# A House With No Trim



## SlimPickins (Aug 10, 2010)

I've been asked to place a bid on a house with no trim. I swear, this builder only comes up with jobs designed to circumvent the normal drywall process.

I'd like to hear from anyone who has done this before I start throwing numbers around. I have some ideas on how to achieve this while giving a solid product and maintaining a sleek modern design but it's so true that we don't know how much we don't know.....

Thoughts, gentlemen?


----------



## PrecisionTaping (Feb 2, 2012)

The words Trim-Tex come to mind. :yes:


----------



## fenez (Nov 30, 2009)

The hardest part of that is the bottom of the walls, the reveal is only about a half to 3/4", it's a major pain in the ass being bent over for hours on end. I did one where they installed a piece of stainless flat stock around the bottom which was about 5", then started the bottom of the wall from there up it was better because you weren't constantly having to toss your mud out from picking up all the dust and crap from the floor.


----------



## bmitch (Dec 10, 2011)

i've had some experiance with this slim.i did a designers home 5yrs.ago ,used approx. 1500 ft of 5\8 trim tex reveil.in floor heat,ground, polished, cement floor finish .1 room was 60x80 with reclaimed post and beam sructure assembled independently away from exterior walls but handled the beamed roof structure.about 26 windows 8'x9' that run right from the floor.continueous run of reveil through out.i think i charged 1.50 ft. for the reveil.the home was around 3000sq. ft. the hole home got the same finish.it was a really good clean finish.no window treatment in this home ,was right in the middle of the bush.very cool house.


----------



## chris (Apr 13, 2011)

get a creeper and shop vac and maybe bust out the rotary


----------



## Perkcon (Nov 25, 2012)

Sounds like great way to try out the trim-tex super seal bead at the windows. Just used some on a store front, good suff. How do they plan to terminate the drywall at the floor? Sounds like a sore back to me.


----------



## VANMAN (Jan 14, 2011)

PrecisionTaping said:


> The words Trim-Tex come to mind. :yes:


Yae PT the stuff u rip the last bit of after u finish would b the stuff for the job!!!
Sorry canna mine its name!:blink:


----------



## SlimPickins (Aug 10, 2010)

Thank for the responses fellas.

I've been looking at the Trim-Tex catalog, and I'm quite familiar with their products. Zip-Strip is a common occurrence on my jobs, but I'm not all that fond with how far it sticks off the wall...it's a lot more work when going after a smooth finish. I looked at the Fly Reglet reveals, and the Gordon Interior reveals as well. There's talk of a 3/4" trim detail instead of baseboard, which COULD work, if the ceiling heights are perfectly dialed in. I've toyed with the idea of ripping sheets in half to avoid the recess at the floor level to save hours of floor-time filling in the bevel, but then that makes for a house full of 2' and 6' joints (Ugh). 

Bernie, thanks for throwing a number in there, it makes for a good starting point and a frame of reference. 

I'm going to make sure my ass is covered on this one.....unfortunately I lost the last bid for this builder because my price was too high. However, if he's interested in Cheap, he can find someone else to do it. I really like the guy, and his projects are always interesting and I cut him a deal if my price is disgustingly high and and I'm able to do it for less.
_ _ _ _
- **WHAT IS NEEDED**
Answer these about the drywall thread above:
1. According to fenez, how wide is the reveal at the bottom of the walls?
2. How wide was the stainless flat stock that fenez says was installed around the bottom on one job?
3. Besides Trim-Tex, whose reveals did SlimPickins look at?

- **GIVEN INFORMATION**
_ _ _ _
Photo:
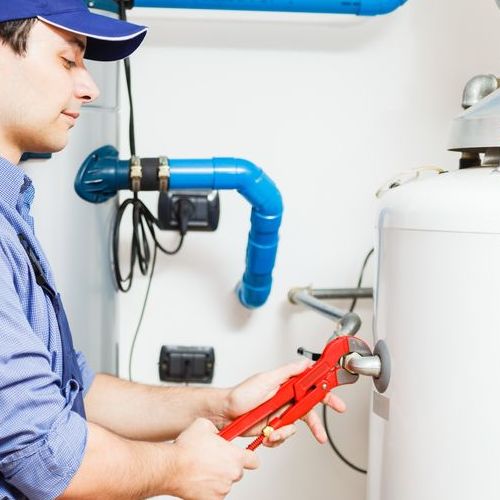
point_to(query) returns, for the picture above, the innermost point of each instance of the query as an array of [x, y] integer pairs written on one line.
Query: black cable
_ _ _ _
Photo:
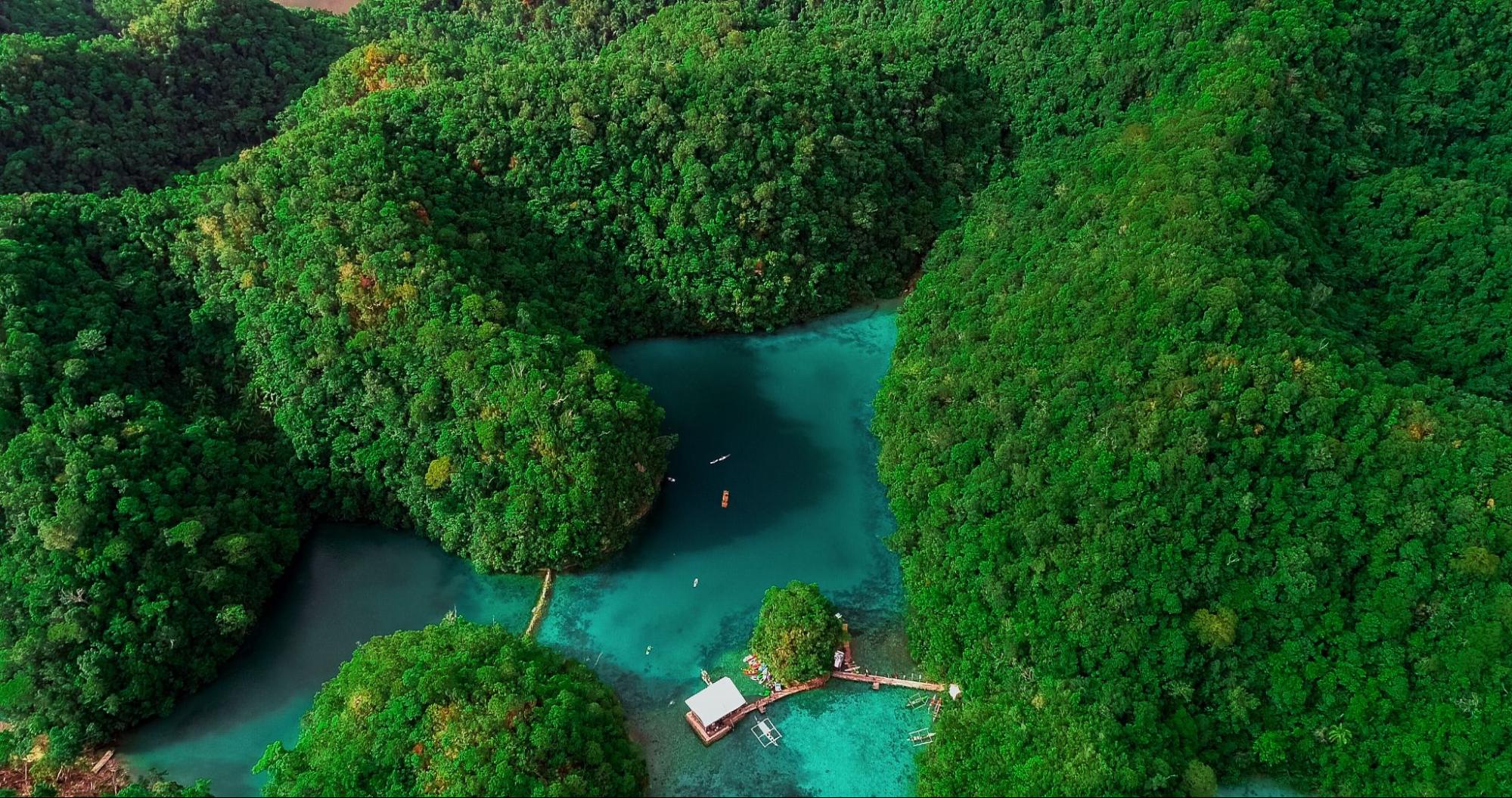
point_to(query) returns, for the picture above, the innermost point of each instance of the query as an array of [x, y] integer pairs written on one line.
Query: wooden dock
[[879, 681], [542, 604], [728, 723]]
_ _ _ _
- **THE COMPLETED TASK**
1. About a half inch to 3/4 inch.
2. About 5 inches.
3. Fly Reglet and Gordon Interior.